**EXERCISE OBJECTIVE**:
After reading the data, copy it out in full and exactly.

== RECORDS PROVIDED

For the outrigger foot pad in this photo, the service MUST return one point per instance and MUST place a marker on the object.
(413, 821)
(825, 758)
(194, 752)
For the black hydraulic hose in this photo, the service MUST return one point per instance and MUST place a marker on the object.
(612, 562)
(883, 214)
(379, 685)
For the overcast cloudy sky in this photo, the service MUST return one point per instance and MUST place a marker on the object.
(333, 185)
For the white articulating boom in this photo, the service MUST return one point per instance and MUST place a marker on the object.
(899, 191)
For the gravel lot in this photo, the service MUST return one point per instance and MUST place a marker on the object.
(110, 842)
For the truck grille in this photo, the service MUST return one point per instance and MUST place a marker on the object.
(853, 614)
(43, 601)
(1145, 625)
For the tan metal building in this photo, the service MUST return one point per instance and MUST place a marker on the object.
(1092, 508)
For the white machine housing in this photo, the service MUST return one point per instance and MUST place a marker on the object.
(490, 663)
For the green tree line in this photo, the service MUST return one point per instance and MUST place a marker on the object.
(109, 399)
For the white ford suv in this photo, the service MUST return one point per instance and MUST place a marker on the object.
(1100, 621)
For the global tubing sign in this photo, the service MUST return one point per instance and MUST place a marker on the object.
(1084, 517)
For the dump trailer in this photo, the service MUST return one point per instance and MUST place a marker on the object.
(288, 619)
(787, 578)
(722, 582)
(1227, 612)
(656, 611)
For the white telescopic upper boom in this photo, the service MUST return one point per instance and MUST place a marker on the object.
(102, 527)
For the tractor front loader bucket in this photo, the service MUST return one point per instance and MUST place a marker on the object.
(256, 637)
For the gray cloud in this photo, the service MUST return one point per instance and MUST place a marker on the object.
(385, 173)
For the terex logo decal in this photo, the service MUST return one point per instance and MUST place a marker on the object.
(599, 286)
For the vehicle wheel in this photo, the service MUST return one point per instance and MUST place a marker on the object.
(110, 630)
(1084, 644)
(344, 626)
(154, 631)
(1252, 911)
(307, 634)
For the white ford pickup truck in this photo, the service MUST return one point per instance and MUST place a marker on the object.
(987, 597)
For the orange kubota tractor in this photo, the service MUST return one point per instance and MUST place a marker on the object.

====

**WRITTEN REPLY**:
For the outrigger foot pad in this photo, the service MUST return one point per instance and MUST place a marker on the object.
(413, 821)
(825, 758)
(194, 752)
For the black hydraulic hose in this photo, the service MUST return one point per instance and MUST place a marker on the object.
(612, 562)
(883, 214)
(379, 685)
For the overcast cloudy sky in this photo, the service MUST return one point per instance and MUST place a marker on the object.
(333, 185)
For the white articulating boom in this photo, the service MUST return one point per instance and MUST place a marker on the object.
(899, 191)
For the gravel lot in this photo, the service MUST return one point per instance and MUST place a marker on the object.
(110, 842)
For the truck grille in this photo, the service MUST return one point per instance and MUST place a marker on the object.
(853, 614)
(43, 601)
(1145, 625)
For the tan metal building in this photo, the service MUST return one point per instance and MUST place a marker on the object.
(1092, 508)
For the white machine housing in this photo, the service MUST return one point per instance and MUST place a marker on the object.
(490, 663)
For the green tree line in this photo, the service MUST return one point per instance and MUST place a marker on the object.
(109, 399)
For the white ford suv in this photo, the service MUST return one point per instance and MUST place a marker on the object.
(1100, 621)
For the global tubing sign in this photo, the service MUST return one point per instance and MUST place a marker on the object.
(1084, 517)
For the dump trailer in this photo, the service MUST return one point per instance and MUST place a marker on the object.
(288, 619)
(787, 578)
(722, 582)
(1227, 612)
(656, 611)
For the white telescopic upper boom in this photo, the service MUST return one point per instance and MUST place a marker on the object.
(102, 527)
For the tractor front loader bucket in this photo, the service MUST return one point per instance and MUST place a marker on the object.
(256, 637)
For the gray cloud in this photo, the service MUST return one point per instance and MUST place a marker on the object.
(385, 173)
For the terex logo decal in this photo, the service MUST return one point per instance and MUST place a marker on the object.
(599, 286)
For the vehicle wheel in this photo, the service MUST return one point per instance and MUST place a marker on the object.
(110, 630)
(1084, 644)
(344, 626)
(154, 631)
(1252, 911)
(307, 634)
For the white ford pickup truck in this photo, the service MUST return one point per instance and MUST place a marker on the object.
(987, 597)
For the orange kubota tractor in this photo, the service MUST return one point per instance and MUST place a marker on the object.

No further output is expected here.